▶ _Tarefa a realizar_: Relacione todos os âmbitos dos filhos nos quais, conforme a frase final do trecho sobre o Dia dos Pais apresentado abaixo, os pais estão invisíveis.

▶ _Trecho do documento_:
────────────────

Seria o primeiro dia
dos pais em que ele não estaria conosco. Falecera em setembro passado e sua ausência física ainda era bastante
presente. Estava desconfortável com a aproximação da data, pois sabia que
recordações e lágrimas fariam parte deste “dia festivo”, e não me sentia
animado para comemorar nada, sequer um simples almoço em família.
Preciso voltar um pouco
no tempo. Logo após ele ter nos deixado, escrevi um artigo dizendo que pais não
morrem, ficam invisíveis. Passado quase um ano, refleti melhor e hoje, penso
que pais, mesmo vivos, são invisíveis na maioria do tempo. Filhos se comportam
(ou descomportam) pela vida afora, seguindo experiências e exemplos observados
presencialmente com seus pais. No entanto, mesmo longe da prole, o que se
constitui quase a totalidade do tempo,
pais ainda continuam introjetados nos filhos, que anseiam a aprovação de
suas condutas por parte de seus progenitores.
É como se os pais
estivessem invisíveis observando-os a todo momento. O menino gazeia aula na
escola, mas tem receio que o pai descubra; a garota volta tarde da balada e
entra em casa na ponta dos pés para não ser percebida; o jovem fuma um baseado
e depois escova os dentes para não ser descoberto; o casal separa e tem receio
de contar para os pais. Não querem desapontá-los. Enfim, pais estão invisíveis
no imaginário, no consciente, no superego, na transgressão, na culpa, na
alegria e na tristeza dos filhos.

────────────────

▶ _Linhas extraídas_:
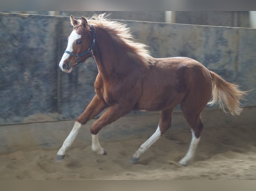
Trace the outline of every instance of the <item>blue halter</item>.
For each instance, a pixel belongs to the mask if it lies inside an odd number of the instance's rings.
[[[83,63],[80,62],[80,58],[79,58],[80,57],[84,56],[84,55],[86,55],[90,52],[92,53],[92,55],[90,57],[91,57],[93,55],[93,47],[94,46],[94,45],[95,45],[95,31],[94,29],[94,28],[93,26],[92,25],[89,26],[90,26],[91,29],[93,31],[93,41],[92,43],[92,44],[91,45],[91,46],[90,47],[90,48],[89,48],[89,49],[86,52],[83,53],[81,53],[80,54],[74,54],[73,52],[68,51],[67,50],[65,50],[64,51],[64,53],[67,53],[68,54],[69,54],[70,55],[72,55],[72,56],[75,57],[75,58],[77,60],[77,65],[78,66],[81,66],[82,65],[82,64],[83,64]]]

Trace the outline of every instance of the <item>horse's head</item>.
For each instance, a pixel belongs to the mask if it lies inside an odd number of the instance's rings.
[[[65,72],[70,73],[73,68],[80,65],[93,54],[95,44],[95,31],[86,19],[82,17],[76,20],[70,16],[73,31],[68,38],[68,46],[59,62],[59,67]]]

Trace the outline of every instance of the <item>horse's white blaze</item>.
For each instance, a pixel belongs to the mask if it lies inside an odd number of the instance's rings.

────────────────

▶ _Resposta escrita_:
- no imaginário
- no consciente
- no superego
- na transgressão
- na culpa
- na alegria
- na tristeza